◆ Written request
Output every entry exactly, from the first line to the last.

Excerpts from point annotation data
..........

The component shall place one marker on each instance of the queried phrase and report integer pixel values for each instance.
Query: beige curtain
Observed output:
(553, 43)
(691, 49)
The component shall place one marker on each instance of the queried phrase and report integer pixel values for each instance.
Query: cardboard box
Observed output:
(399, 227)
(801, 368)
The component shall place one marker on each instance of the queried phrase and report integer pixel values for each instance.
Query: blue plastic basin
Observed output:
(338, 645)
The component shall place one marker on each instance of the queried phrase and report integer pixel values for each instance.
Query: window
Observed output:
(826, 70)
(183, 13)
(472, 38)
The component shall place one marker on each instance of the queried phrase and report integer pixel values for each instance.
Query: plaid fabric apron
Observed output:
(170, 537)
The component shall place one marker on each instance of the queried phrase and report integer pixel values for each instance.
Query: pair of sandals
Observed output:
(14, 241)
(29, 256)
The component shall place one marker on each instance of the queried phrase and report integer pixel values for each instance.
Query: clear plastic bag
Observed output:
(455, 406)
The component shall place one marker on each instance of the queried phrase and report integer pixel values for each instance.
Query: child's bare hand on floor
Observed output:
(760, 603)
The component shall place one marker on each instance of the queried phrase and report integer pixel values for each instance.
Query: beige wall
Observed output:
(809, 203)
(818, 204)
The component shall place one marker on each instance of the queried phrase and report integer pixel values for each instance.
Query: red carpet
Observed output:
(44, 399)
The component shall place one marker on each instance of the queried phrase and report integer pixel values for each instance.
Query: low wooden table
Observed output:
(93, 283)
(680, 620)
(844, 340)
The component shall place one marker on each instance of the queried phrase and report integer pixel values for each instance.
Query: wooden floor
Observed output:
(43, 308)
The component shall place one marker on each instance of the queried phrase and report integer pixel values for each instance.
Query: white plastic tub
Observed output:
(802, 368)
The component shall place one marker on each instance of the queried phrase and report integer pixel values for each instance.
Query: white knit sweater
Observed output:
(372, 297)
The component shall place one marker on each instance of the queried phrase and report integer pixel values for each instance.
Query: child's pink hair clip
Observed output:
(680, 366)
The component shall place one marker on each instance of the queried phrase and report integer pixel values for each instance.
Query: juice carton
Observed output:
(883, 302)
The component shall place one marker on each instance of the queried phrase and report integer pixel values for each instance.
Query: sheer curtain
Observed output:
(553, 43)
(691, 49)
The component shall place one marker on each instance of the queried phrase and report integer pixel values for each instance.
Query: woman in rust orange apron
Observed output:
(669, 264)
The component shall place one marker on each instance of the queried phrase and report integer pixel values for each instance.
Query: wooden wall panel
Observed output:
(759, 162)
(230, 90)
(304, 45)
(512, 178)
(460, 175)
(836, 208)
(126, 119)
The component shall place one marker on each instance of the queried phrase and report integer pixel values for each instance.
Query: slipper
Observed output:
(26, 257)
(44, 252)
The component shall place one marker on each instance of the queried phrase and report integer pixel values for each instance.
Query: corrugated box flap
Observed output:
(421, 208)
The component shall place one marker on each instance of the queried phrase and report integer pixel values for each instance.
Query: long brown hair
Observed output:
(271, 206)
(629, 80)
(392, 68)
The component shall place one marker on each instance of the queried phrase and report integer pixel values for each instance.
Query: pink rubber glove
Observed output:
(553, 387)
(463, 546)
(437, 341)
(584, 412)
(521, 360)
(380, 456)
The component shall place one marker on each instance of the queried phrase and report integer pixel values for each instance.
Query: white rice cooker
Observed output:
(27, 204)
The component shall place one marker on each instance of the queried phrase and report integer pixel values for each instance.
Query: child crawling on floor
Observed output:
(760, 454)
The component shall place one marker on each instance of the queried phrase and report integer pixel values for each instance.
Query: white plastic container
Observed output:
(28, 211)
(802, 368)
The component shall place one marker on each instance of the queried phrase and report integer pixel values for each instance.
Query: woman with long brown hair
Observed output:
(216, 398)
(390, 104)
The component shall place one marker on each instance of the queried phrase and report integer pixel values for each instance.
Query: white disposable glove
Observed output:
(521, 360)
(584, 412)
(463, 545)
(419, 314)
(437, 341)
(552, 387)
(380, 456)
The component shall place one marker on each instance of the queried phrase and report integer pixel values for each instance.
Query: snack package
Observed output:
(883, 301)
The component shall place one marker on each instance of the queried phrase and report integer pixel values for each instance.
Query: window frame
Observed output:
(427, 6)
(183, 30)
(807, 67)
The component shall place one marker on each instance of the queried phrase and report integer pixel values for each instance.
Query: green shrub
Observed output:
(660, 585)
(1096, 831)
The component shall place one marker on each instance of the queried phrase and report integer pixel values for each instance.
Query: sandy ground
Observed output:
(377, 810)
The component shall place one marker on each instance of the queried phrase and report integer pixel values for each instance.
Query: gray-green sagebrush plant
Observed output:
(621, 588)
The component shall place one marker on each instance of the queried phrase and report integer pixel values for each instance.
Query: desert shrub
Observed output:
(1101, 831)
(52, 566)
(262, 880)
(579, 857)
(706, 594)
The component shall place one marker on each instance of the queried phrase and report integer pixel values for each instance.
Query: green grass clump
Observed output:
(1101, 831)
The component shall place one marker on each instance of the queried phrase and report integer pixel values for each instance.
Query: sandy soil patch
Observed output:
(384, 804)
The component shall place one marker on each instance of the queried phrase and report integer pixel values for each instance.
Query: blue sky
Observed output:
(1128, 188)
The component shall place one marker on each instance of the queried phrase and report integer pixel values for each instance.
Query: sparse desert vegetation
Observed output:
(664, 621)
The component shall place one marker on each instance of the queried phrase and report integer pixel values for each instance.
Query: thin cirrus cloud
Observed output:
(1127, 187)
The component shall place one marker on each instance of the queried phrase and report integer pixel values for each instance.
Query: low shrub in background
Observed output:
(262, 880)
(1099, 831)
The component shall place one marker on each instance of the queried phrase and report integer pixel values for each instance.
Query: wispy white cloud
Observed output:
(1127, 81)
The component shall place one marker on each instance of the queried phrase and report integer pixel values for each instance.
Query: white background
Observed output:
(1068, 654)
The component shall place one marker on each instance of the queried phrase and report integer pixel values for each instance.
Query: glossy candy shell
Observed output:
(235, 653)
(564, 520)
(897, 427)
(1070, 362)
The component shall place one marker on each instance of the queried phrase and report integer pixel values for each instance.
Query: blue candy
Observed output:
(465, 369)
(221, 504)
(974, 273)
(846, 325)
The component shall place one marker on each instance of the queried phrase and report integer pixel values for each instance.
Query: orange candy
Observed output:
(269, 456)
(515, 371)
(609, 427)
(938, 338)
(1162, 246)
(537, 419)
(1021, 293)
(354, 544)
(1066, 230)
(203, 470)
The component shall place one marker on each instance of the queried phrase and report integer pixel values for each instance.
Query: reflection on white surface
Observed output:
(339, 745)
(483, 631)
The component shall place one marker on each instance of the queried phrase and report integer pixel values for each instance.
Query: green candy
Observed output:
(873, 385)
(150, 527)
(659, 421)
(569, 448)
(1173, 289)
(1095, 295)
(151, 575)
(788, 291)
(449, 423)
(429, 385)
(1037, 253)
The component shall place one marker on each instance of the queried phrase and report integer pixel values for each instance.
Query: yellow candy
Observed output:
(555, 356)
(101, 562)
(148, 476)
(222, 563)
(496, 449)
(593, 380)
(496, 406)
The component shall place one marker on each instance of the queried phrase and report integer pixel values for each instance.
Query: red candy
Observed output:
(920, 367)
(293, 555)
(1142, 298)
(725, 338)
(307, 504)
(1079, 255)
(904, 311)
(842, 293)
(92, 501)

..........

◆ Answer to the problem
The component shall place one marker on each instance of the queried phrase and report integer pixel values for each instance.
Query: beige curtain
Observed output:
(553, 43)
(691, 49)
The component shall place one marker on each instance of the queried phrase and report integer pixel values for each instance.
Query: cardboard box
Observed output:
(399, 227)
(801, 368)
The component shall place one marker on each instance of the queried phrase and report integer pixel values for each instance.
Query: blue plastic basin
Observed output:
(338, 645)
The component shall place one marker on each instance of the queried phrase and report integer pixel values for each instance.
Query: window
Observed output:
(826, 70)
(183, 13)
(472, 38)
The component shall place one marker on each instance of the queried phrase and report integer pixel values for each instance.
Query: plaid fabric apron
Observed output:
(170, 537)
The component shall place one marker on each instance of the queried phrase and report integer pixel values for each instance.
Query: pair of sandals
Observed output:
(14, 241)
(29, 256)
The component shall place one marker on each instance of the queried phrase and report integer pixel values for each instance.
Query: clear plastic bag
Observed output:
(455, 406)
The component shall place one marker on each instance of the queried phrase and report integer pixel values for each instance.
Query: child's bare hand on floor
Observed output:
(760, 603)
The component shall place one marker on each instance of the queried phrase and report integer pixel values for each instance.
Query: beige wall
Observed output:
(809, 203)
(818, 204)
The component shall place one marker on each instance of the queried phrase and report integer pixel values for each instance.
Query: red carpet
Observed output:
(44, 399)
The component shall place one marker on each instance of the queried phrase and report integer pixel values for each instance.
Query: low wooden table
Observed output:
(93, 283)
(680, 620)
(844, 340)
The component shall place one marker on each instance of the queried phrase and report integer pixel values for each instance.
Query: wooden floor
Observed output:
(43, 308)
The component shall place one marker on each instance of the queried phrase and report integer pixel values for each instance.
Query: white plastic tub
Observed output:
(802, 368)
The component shall place one marker on each instance of the queried phrase and report integer pixel values for each instance.
Query: white knit sweater
Observed output:
(372, 297)
The component shall place one marker on each instance of the queried phrase and report integer pixel values for each instance.
Query: child's pink hair clip
Observed output:
(680, 366)
The component shall place one marker on each instance of the queried phrase and report integer pixel values for each instance.
Query: juice carton
Observed output:
(883, 302)
The component shall place one marker on each instance of the queried phrase and report integer pixel values for each instance.
Query: sheer curtain
Observed output:
(553, 43)
(691, 49)
The component shall place one marker on each instance of the queried phrase and report integer pixel values for each instance.
Query: woman in rust orange apron
Observed output:
(669, 264)
The component shall place one marker on each instance of the queried phrase and report integer pixel values for each instance.
Query: wooden wall panel
Observed output:
(759, 162)
(230, 90)
(304, 45)
(512, 178)
(460, 175)
(836, 208)
(126, 119)
The component shall place one marker on each instance of the queried phrase and report integer pixel values for each instance.
Query: slipper
Observed output:
(26, 257)
(44, 252)
The component shall place one marker on each instance of the queried phrase and report integer pixel values for each instance.
Query: corrugated box flap
Observed output:
(421, 208)
The component shall place one marker on each instance of the queried phrase and report integer pixel values for each instance.
Query: long brown hair
Observed output:
(271, 206)
(629, 80)
(392, 68)
The component shall place one marker on each instance of the queried phrase and report integer pixel values for each instance.
Query: pink rubber glove
Observed output:
(553, 387)
(463, 546)
(437, 341)
(584, 412)
(521, 360)
(380, 456)
The component shall place one marker on each instance of the queried phrase and report integer pixel values for each instance.
Query: white rice cooker
Observed output:
(27, 204)
The component shall place one marker on each instance of the queried phrase and report integer pixel values for each instance.
Query: child crawling on floor
Observed output:
(760, 454)
The component shall place one marker on each instance of the queried phrase and report integer pixel values for each instance.
Query: white plastic container
Observed output:
(28, 211)
(802, 368)
The component shall place one marker on each instance of the queried phrase and report integer pixel values for each instance.
Query: woman with long brown hair
Observed output:
(216, 398)
(390, 104)
The component shall place one marker on each instance of the queried phrase and report integer pixel values for each instance.
Query: white disposable glove
Observed output:
(521, 360)
(584, 412)
(463, 545)
(419, 314)
(437, 341)
(552, 387)
(380, 456)
The component shall place one marker on each instance of the queried phrase and report integer pixel values for each instance.
Query: snack package
Observed output:
(883, 301)
The component shall place one marker on each instance of the queried phrase and report integer pixel values for each instance.
Query: window frame
Observed output:
(427, 6)
(183, 30)
(807, 67)
The component shall place one marker on each instance of the queried phrase and report integer pixel values for each instance.
Query: green shrub
Observed output:
(660, 585)
(1096, 831)
The component shall place one marker on each instance of the queried phrase and report integer pixel values for each instance.
Query: sandy ground
Observed output:
(377, 810)
The component shall place one marker on each instance of the queried phrase and report integer pixel values for each instance.
Query: gray-green sagebrush plant
Observed output:
(621, 588)
The component shall place one marker on each instance of the queried phrase and report integer pixel values for each instance.
Query: desert shrub
Observed output:
(1101, 831)
(52, 566)
(262, 880)
(579, 857)
(706, 594)
The component shall place one marker on each instance of the queried phrase and report integer pixel values for each instance.
Query: green grass clump
Observed output:
(1101, 831)
The component shall place one marker on each instance of the queried phrase and report integer pixel values for each instance.
Query: sandy soil patch
Observed output:
(384, 804)
The component shall place one marker on each instance of the queried phrase and report integer pixel values for each instance.
Query: blue sky
Observed output:
(1128, 188)
The component shall place one marker on each instance of the queried phrase and report integer pixel values for each instance.
Query: sparse desert vegetation
Observed output:
(664, 621)
The component shall place one marker on each instance of the queried phrase and report integer pixel values for each instance.
Query: thin cirrus cloud
Observed output:
(1127, 187)
The component shall place one marker on each instance of the queried phrase and report integer pixel values for each instance.
Query: low shrub in background
Observed output:
(262, 880)
(1099, 831)
The component shall place one marker on each instance of the queried phrase and report integer pixel values for each instance.
Query: wispy white cloud
Observed output:
(1127, 81)
The component shall place one marker on each instance of the queried phrase and report integer pixel values for each instance.
Query: white background
Observed output:
(1068, 654)
The component shall place one marker on each instance of the queried phrase and report integer pixel values for each instance.
Query: glossy candy shell
Observed output:
(235, 653)
(564, 520)
(897, 427)
(1070, 362)
The component shall place one marker on each instance of the queried phrase and report integer pixel values for each instance.
Query: blue candy
Observed output:
(465, 369)
(221, 504)
(974, 273)
(846, 325)
The component shall place one marker on each instance of the queried phrase and report integer pixel values for each instance.
Query: orange candy
Observed output:
(269, 456)
(515, 371)
(609, 427)
(938, 338)
(1162, 246)
(537, 419)
(1021, 293)
(354, 544)
(1066, 230)
(203, 470)
The component shall place one marker on each instance of the queried phrase and report integer pixel values for each instance.
Query: reflection on white surface
Observed output:
(339, 745)
(483, 631)
The component shall place one marker on each instance of the queried phrase and report integer pixel values for each instance.
Query: green candy
Observed output:
(873, 385)
(150, 527)
(659, 421)
(569, 448)
(1173, 289)
(1095, 295)
(151, 575)
(788, 291)
(449, 423)
(429, 385)
(1037, 253)
The component shall place one marker on each instance of the queried phrase and report integer pixel values for each instance.
Query: yellow candy
Observed output:
(555, 356)
(101, 562)
(148, 476)
(222, 563)
(496, 449)
(593, 380)
(496, 406)
The component shall place one marker on each instance of the queried phrase and report integer pixel values for each instance.
Query: red candy
Observed output:
(920, 367)
(293, 555)
(1142, 298)
(725, 338)
(307, 504)
(1079, 255)
(904, 311)
(842, 293)
(92, 501)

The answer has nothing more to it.